Prompt: Count the lines in the rows below that contain the string "rear", and give only the number.

Dataset rows:
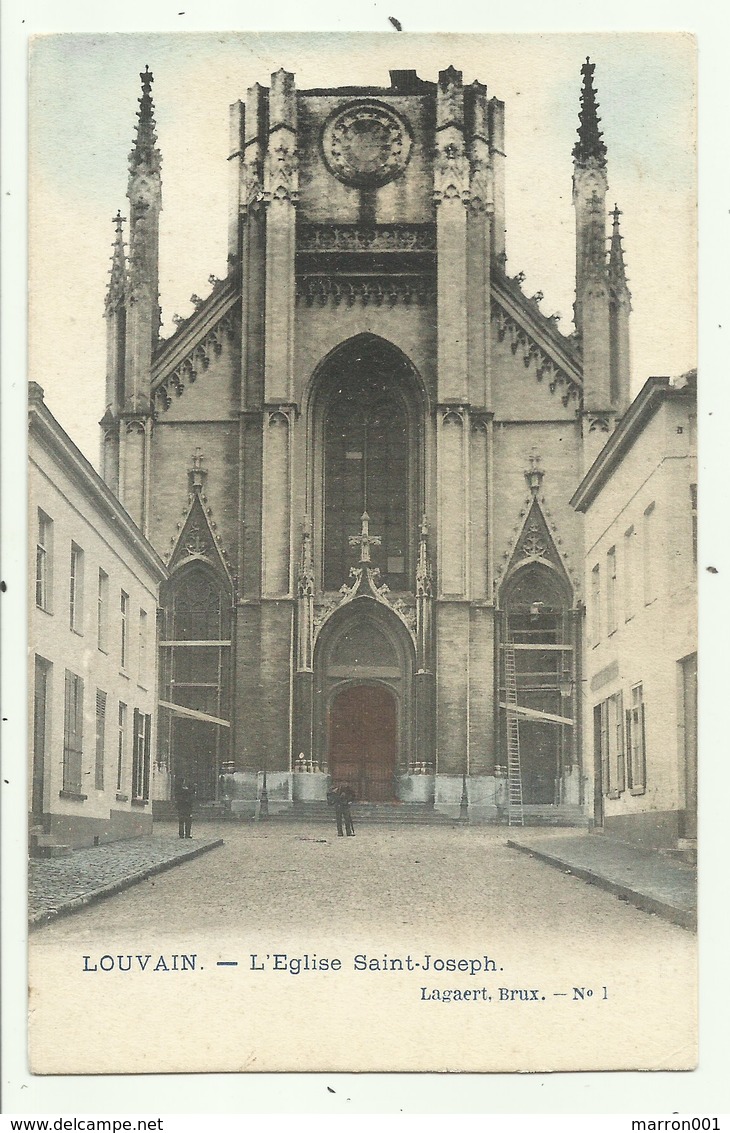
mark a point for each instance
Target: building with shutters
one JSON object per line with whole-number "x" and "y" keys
{"x": 356, "y": 456}
{"x": 639, "y": 501}
{"x": 93, "y": 649}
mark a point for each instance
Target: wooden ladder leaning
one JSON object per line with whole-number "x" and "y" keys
{"x": 515, "y": 809}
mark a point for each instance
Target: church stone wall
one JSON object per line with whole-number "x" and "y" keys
{"x": 320, "y": 330}
{"x": 519, "y": 394}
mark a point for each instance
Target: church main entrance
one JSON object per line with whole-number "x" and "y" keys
{"x": 363, "y": 740}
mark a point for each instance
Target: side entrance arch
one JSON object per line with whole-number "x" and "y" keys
{"x": 363, "y": 709}
{"x": 363, "y": 738}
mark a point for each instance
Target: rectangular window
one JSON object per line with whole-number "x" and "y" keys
{"x": 43, "y": 562}
{"x": 121, "y": 744}
{"x": 143, "y": 647}
{"x": 636, "y": 741}
{"x": 595, "y": 604}
{"x": 41, "y": 737}
{"x": 124, "y": 611}
{"x": 610, "y": 591}
{"x": 102, "y": 610}
{"x": 73, "y": 733}
{"x": 141, "y": 757}
{"x": 629, "y": 571}
{"x": 611, "y": 751}
{"x": 101, "y": 723}
{"x": 648, "y": 551}
{"x": 76, "y": 590}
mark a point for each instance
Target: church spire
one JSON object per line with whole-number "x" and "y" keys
{"x": 142, "y": 306}
{"x": 590, "y": 144}
{"x": 620, "y": 308}
{"x": 145, "y": 154}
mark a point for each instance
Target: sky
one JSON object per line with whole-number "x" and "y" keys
{"x": 83, "y": 101}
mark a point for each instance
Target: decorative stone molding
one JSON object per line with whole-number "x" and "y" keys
{"x": 281, "y": 175}
{"x": 252, "y": 187}
{"x": 383, "y": 238}
{"x": 416, "y": 290}
{"x": 535, "y": 538}
{"x": 452, "y": 415}
{"x": 280, "y": 415}
{"x": 196, "y": 537}
{"x": 533, "y": 354}
{"x": 451, "y": 170}
{"x": 198, "y": 358}
{"x": 534, "y": 474}
{"x": 196, "y": 473}
{"x": 365, "y": 584}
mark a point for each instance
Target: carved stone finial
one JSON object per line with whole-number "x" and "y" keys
{"x": 117, "y": 281}
{"x": 365, "y": 541}
{"x": 145, "y": 155}
{"x": 534, "y": 474}
{"x": 196, "y": 473}
{"x": 590, "y": 144}
{"x": 617, "y": 266}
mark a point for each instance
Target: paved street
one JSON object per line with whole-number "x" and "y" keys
{"x": 274, "y": 877}
{"x": 68, "y": 883}
{"x": 297, "y": 889}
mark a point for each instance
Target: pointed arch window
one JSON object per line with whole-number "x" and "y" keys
{"x": 195, "y": 695}
{"x": 195, "y": 644}
{"x": 368, "y": 435}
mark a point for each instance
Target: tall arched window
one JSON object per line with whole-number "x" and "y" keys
{"x": 195, "y": 676}
{"x": 538, "y": 636}
{"x": 370, "y": 428}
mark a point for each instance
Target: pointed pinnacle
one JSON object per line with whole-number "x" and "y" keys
{"x": 617, "y": 267}
{"x": 118, "y": 262}
{"x": 590, "y": 143}
{"x": 145, "y": 151}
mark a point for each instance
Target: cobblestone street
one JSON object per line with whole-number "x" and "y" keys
{"x": 278, "y": 877}
{"x": 430, "y": 893}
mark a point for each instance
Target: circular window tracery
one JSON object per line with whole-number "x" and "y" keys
{"x": 366, "y": 144}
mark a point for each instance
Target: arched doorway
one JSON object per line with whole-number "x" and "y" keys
{"x": 363, "y": 712}
{"x": 363, "y": 741}
{"x": 194, "y": 722}
{"x": 537, "y": 631}
{"x": 367, "y": 412}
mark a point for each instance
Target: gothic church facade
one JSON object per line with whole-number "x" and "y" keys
{"x": 356, "y": 456}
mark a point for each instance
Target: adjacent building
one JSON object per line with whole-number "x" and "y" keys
{"x": 639, "y": 501}
{"x": 93, "y": 649}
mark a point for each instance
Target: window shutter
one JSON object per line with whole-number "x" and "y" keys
{"x": 643, "y": 749}
{"x": 619, "y": 741}
{"x": 147, "y": 733}
{"x": 605, "y": 763}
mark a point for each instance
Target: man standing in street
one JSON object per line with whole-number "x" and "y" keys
{"x": 184, "y": 798}
{"x": 341, "y": 797}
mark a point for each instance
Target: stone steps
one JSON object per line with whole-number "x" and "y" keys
{"x": 45, "y": 845}
{"x": 382, "y": 812}
{"x": 560, "y": 815}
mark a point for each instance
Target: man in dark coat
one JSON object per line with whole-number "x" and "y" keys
{"x": 184, "y": 797}
{"x": 340, "y": 797}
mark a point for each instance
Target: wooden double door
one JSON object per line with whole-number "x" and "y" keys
{"x": 363, "y": 731}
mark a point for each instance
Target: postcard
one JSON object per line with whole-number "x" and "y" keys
{"x": 363, "y": 550}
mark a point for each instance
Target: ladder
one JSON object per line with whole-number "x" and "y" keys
{"x": 515, "y": 811}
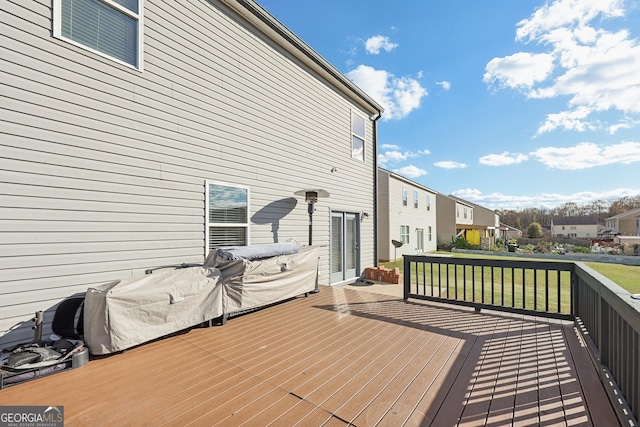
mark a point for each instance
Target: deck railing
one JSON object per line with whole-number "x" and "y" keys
{"x": 606, "y": 314}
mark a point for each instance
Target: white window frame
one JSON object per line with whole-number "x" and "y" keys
{"x": 419, "y": 240}
{"x": 356, "y": 136}
{"x": 404, "y": 234}
{"x": 209, "y": 224}
{"x": 139, "y": 17}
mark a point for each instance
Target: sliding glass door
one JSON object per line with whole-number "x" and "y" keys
{"x": 345, "y": 246}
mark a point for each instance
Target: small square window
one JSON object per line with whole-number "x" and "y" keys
{"x": 111, "y": 28}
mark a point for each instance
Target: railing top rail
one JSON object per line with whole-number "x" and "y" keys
{"x": 528, "y": 264}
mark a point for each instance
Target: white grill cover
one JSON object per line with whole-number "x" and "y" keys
{"x": 129, "y": 312}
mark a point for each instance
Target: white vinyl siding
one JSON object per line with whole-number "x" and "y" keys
{"x": 227, "y": 215}
{"x": 112, "y": 28}
{"x": 357, "y": 136}
{"x": 404, "y": 234}
{"x": 103, "y": 169}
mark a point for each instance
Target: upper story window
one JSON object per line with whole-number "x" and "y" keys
{"x": 357, "y": 136}
{"x": 404, "y": 234}
{"x": 227, "y": 220}
{"x": 111, "y": 28}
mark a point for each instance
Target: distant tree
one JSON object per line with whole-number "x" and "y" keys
{"x": 534, "y": 231}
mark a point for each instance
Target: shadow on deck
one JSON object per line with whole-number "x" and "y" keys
{"x": 341, "y": 357}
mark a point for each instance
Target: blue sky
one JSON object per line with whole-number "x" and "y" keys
{"x": 509, "y": 104}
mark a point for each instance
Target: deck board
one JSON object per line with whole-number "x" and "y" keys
{"x": 340, "y": 357}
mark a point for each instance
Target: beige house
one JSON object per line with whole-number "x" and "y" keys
{"x": 454, "y": 218}
{"x": 575, "y": 227}
{"x": 406, "y": 216}
{"x": 626, "y": 223}
{"x": 485, "y": 223}
{"x": 148, "y": 146}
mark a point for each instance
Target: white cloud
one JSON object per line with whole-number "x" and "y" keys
{"x": 503, "y": 159}
{"x": 587, "y": 155}
{"x": 498, "y": 200}
{"x": 399, "y": 96}
{"x": 394, "y": 155}
{"x": 411, "y": 171}
{"x": 561, "y": 13}
{"x": 444, "y": 84}
{"x": 596, "y": 69}
{"x": 448, "y": 164}
{"x": 519, "y": 70}
{"x": 569, "y": 120}
{"x": 623, "y": 124}
{"x": 374, "y": 44}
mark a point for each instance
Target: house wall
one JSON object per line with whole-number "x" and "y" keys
{"x": 384, "y": 232}
{"x": 580, "y": 231}
{"x": 627, "y": 225}
{"x": 399, "y": 215}
{"x": 103, "y": 167}
{"x": 446, "y": 219}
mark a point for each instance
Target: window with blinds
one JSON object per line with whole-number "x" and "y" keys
{"x": 227, "y": 215}
{"x": 111, "y": 28}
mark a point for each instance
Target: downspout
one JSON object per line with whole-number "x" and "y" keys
{"x": 375, "y": 187}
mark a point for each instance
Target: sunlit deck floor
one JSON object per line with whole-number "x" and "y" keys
{"x": 340, "y": 357}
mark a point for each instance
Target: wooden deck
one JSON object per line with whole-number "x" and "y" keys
{"x": 340, "y": 357}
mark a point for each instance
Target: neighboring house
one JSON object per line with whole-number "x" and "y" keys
{"x": 406, "y": 214}
{"x": 626, "y": 223}
{"x": 454, "y": 218}
{"x": 135, "y": 137}
{"x": 575, "y": 227}
{"x": 485, "y": 224}
{"x": 508, "y": 232}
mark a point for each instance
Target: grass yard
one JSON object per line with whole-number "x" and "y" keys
{"x": 481, "y": 284}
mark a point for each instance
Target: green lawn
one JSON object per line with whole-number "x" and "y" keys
{"x": 469, "y": 283}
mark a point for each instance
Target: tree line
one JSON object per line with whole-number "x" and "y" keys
{"x": 599, "y": 209}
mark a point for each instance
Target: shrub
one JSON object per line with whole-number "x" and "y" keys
{"x": 461, "y": 243}
{"x": 534, "y": 231}
{"x": 581, "y": 250}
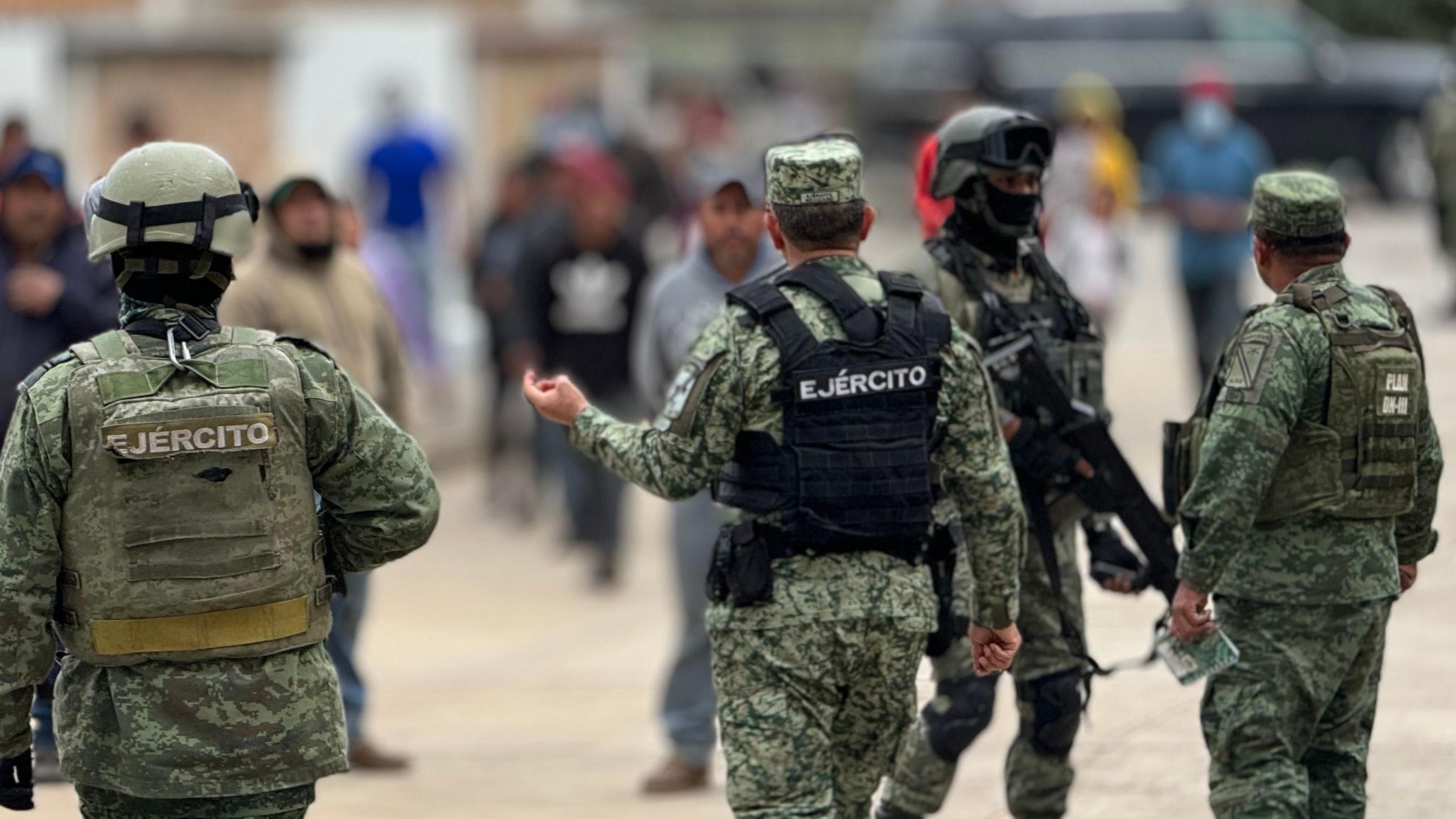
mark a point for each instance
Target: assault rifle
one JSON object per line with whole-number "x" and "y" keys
{"x": 1114, "y": 488}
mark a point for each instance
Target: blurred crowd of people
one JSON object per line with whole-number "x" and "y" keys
{"x": 603, "y": 256}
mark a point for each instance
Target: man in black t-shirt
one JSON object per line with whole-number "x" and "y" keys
{"x": 578, "y": 299}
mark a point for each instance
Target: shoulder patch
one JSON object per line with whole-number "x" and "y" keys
{"x": 306, "y": 344}
{"x": 1248, "y": 364}
{"x": 40, "y": 372}
{"x": 317, "y": 376}
{"x": 686, "y": 395}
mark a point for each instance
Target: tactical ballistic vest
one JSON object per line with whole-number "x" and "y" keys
{"x": 1052, "y": 315}
{"x": 1362, "y": 460}
{"x": 190, "y": 526}
{"x": 860, "y": 418}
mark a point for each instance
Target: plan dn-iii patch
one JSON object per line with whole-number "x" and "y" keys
{"x": 190, "y": 435}
{"x": 1395, "y": 393}
{"x": 890, "y": 377}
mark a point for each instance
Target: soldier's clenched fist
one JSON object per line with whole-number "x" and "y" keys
{"x": 557, "y": 399}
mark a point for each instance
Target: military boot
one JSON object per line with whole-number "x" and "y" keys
{"x": 887, "y": 811}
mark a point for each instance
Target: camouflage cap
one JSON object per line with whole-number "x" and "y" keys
{"x": 1298, "y": 203}
{"x": 816, "y": 172}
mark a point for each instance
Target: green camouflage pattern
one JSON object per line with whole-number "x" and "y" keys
{"x": 819, "y": 172}
{"x": 816, "y": 687}
{"x": 131, "y": 556}
{"x": 813, "y": 715}
{"x": 1314, "y": 558}
{"x": 1298, "y": 203}
{"x": 1289, "y": 725}
{"x": 1037, "y": 784}
{"x": 1439, "y": 121}
{"x": 289, "y": 803}
{"x": 214, "y": 728}
{"x": 742, "y": 364}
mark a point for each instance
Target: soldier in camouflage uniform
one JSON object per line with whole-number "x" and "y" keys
{"x": 174, "y": 499}
{"x": 816, "y": 626}
{"x": 998, "y": 286}
{"x": 1314, "y": 472}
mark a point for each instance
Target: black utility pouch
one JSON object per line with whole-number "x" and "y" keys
{"x": 721, "y": 566}
{"x": 746, "y": 565}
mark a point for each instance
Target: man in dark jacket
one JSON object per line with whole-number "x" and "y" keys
{"x": 50, "y": 299}
{"x": 50, "y": 296}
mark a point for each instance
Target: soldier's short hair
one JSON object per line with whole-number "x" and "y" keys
{"x": 1302, "y": 246}
{"x": 822, "y": 227}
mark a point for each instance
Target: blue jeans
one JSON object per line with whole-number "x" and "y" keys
{"x": 689, "y": 703}
{"x": 41, "y": 712}
{"x": 348, "y": 613}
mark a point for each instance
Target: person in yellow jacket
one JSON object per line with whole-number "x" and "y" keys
{"x": 1091, "y": 191}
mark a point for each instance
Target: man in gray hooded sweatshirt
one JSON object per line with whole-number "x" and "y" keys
{"x": 677, "y": 305}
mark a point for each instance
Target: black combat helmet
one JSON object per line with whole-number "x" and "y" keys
{"x": 987, "y": 138}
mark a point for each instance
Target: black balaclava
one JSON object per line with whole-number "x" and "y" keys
{"x": 993, "y": 220}
{"x": 317, "y": 252}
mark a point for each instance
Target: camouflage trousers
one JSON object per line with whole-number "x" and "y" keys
{"x": 1289, "y": 725}
{"x": 813, "y": 715}
{"x": 1039, "y": 773}
{"x": 104, "y": 803}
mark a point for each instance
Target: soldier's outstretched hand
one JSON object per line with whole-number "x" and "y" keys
{"x": 557, "y": 399}
{"x": 992, "y": 649}
{"x": 1190, "y": 617}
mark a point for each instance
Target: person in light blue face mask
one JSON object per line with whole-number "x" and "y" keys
{"x": 1204, "y": 166}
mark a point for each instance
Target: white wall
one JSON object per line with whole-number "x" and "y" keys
{"x": 334, "y": 68}
{"x": 32, "y": 77}
{"x": 331, "y": 73}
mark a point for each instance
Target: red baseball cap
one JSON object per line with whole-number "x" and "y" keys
{"x": 1209, "y": 82}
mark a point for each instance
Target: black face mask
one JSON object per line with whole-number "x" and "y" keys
{"x": 1014, "y": 212}
{"x": 317, "y": 252}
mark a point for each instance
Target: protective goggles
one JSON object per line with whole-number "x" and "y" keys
{"x": 1015, "y": 147}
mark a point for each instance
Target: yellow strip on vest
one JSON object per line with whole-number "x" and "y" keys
{"x": 167, "y": 438}
{"x": 207, "y": 630}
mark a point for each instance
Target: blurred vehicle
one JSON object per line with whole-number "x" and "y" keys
{"x": 1318, "y": 95}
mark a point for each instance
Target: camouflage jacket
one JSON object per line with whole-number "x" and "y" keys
{"x": 730, "y": 374}
{"x": 1314, "y": 558}
{"x": 216, "y": 728}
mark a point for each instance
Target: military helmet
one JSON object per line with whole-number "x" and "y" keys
{"x": 987, "y": 137}
{"x": 171, "y": 194}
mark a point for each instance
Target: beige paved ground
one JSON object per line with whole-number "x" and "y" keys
{"x": 523, "y": 696}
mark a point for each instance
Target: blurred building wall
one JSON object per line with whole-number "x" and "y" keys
{"x": 32, "y": 76}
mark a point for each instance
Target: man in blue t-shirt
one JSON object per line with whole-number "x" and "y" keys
{"x": 407, "y": 169}
{"x": 1206, "y": 166}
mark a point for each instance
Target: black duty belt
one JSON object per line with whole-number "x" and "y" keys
{"x": 782, "y": 545}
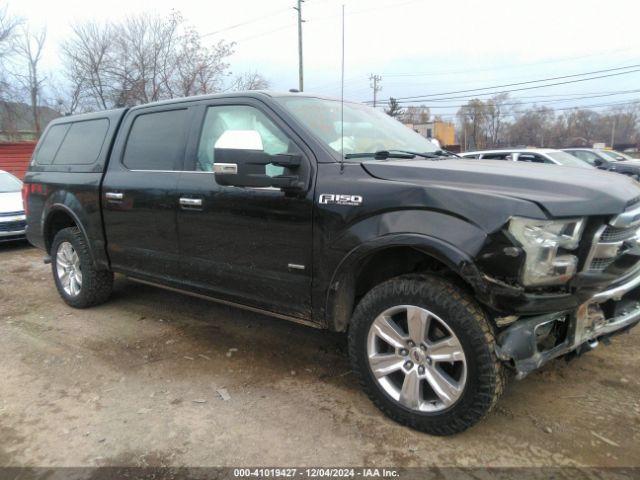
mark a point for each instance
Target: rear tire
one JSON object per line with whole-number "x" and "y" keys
{"x": 79, "y": 282}
{"x": 436, "y": 368}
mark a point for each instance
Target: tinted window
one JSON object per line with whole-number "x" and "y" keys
{"x": 51, "y": 143}
{"x": 83, "y": 143}
{"x": 238, "y": 117}
{"x": 528, "y": 157}
{"x": 496, "y": 156}
{"x": 157, "y": 141}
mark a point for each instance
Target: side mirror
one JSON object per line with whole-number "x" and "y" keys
{"x": 240, "y": 161}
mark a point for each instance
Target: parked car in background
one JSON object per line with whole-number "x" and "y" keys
{"x": 12, "y": 217}
{"x": 529, "y": 155}
{"x": 609, "y": 160}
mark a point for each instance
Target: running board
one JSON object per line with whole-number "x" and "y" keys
{"x": 281, "y": 316}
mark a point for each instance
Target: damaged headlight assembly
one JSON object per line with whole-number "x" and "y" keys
{"x": 545, "y": 243}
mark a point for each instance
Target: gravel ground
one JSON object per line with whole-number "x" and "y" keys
{"x": 139, "y": 381}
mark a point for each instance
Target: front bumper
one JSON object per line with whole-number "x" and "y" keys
{"x": 526, "y": 342}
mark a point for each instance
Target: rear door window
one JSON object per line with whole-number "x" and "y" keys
{"x": 51, "y": 143}
{"x": 157, "y": 141}
{"x": 82, "y": 143}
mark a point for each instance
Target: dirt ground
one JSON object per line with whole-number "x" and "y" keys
{"x": 136, "y": 381}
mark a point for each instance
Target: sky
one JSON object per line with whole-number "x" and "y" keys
{"x": 418, "y": 47}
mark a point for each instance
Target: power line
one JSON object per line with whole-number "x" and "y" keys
{"x": 248, "y": 22}
{"x": 516, "y": 103}
{"x": 504, "y": 67}
{"x": 427, "y": 96}
{"x": 576, "y": 107}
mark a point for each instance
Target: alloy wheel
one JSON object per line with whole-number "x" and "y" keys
{"x": 416, "y": 358}
{"x": 68, "y": 269}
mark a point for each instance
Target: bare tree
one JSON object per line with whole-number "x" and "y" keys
{"x": 394, "y": 109}
{"x": 472, "y": 119}
{"x": 87, "y": 65}
{"x": 496, "y": 110}
{"x": 416, "y": 115}
{"x": 8, "y": 27}
{"x": 248, "y": 81}
{"x": 143, "y": 59}
{"x": 28, "y": 47}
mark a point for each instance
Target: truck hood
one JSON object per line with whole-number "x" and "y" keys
{"x": 559, "y": 191}
{"x": 11, "y": 202}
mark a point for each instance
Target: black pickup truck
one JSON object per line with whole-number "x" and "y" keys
{"x": 447, "y": 274}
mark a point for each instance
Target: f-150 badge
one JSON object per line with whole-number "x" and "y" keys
{"x": 340, "y": 199}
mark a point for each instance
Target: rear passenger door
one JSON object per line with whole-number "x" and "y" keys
{"x": 139, "y": 192}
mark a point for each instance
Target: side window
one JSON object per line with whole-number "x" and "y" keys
{"x": 157, "y": 141}
{"x": 496, "y": 156}
{"x": 532, "y": 158}
{"x": 223, "y": 118}
{"x": 83, "y": 143}
{"x": 51, "y": 143}
{"x": 586, "y": 156}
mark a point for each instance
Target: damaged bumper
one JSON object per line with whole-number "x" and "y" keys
{"x": 531, "y": 342}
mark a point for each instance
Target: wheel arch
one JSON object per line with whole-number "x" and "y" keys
{"x": 383, "y": 258}
{"x": 60, "y": 216}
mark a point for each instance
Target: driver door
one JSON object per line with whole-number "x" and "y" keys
{"x": 241, "y": 244}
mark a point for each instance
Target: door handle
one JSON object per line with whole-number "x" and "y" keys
{"x": 190, "y": 202}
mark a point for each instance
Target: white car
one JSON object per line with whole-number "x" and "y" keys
{"x": 12, "y": 217}
{"x": 530, "y": 155}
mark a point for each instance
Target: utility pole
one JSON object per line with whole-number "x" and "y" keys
{"x": 613, "y": 131}
{"x": 300, "y": 74}
{"x": 375, "y": 84}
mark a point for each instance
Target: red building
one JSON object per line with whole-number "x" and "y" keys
{"x": 15, "y": 157}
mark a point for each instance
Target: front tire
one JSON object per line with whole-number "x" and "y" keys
{"x": 79, "y": 282}
{"x": 424, "y": 353}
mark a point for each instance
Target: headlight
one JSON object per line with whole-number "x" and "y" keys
{"x": 541, "y": 240}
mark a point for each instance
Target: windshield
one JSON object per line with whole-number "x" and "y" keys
{"x": 9, "y": 183}
{"x": 568, "y": 160}
{"x": 615, "y": 156}
{"x": 365, "y": 129}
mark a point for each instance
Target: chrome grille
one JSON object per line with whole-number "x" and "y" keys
{"x": 600, "y": 264}
{"x": 609, "y": 244}
{"x": 614, "y": 234}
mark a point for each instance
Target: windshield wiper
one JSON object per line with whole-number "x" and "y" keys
{"x": 446, "y": 153}
{"x": 381, "y": 155}
{"x": 384, "y": 154}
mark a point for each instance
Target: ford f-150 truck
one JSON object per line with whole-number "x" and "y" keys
{"x": 446, "y": 274}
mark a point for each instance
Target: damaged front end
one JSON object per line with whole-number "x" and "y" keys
{"x": 530, "y": 342}
{"x": 600, "y": 299}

Response: 3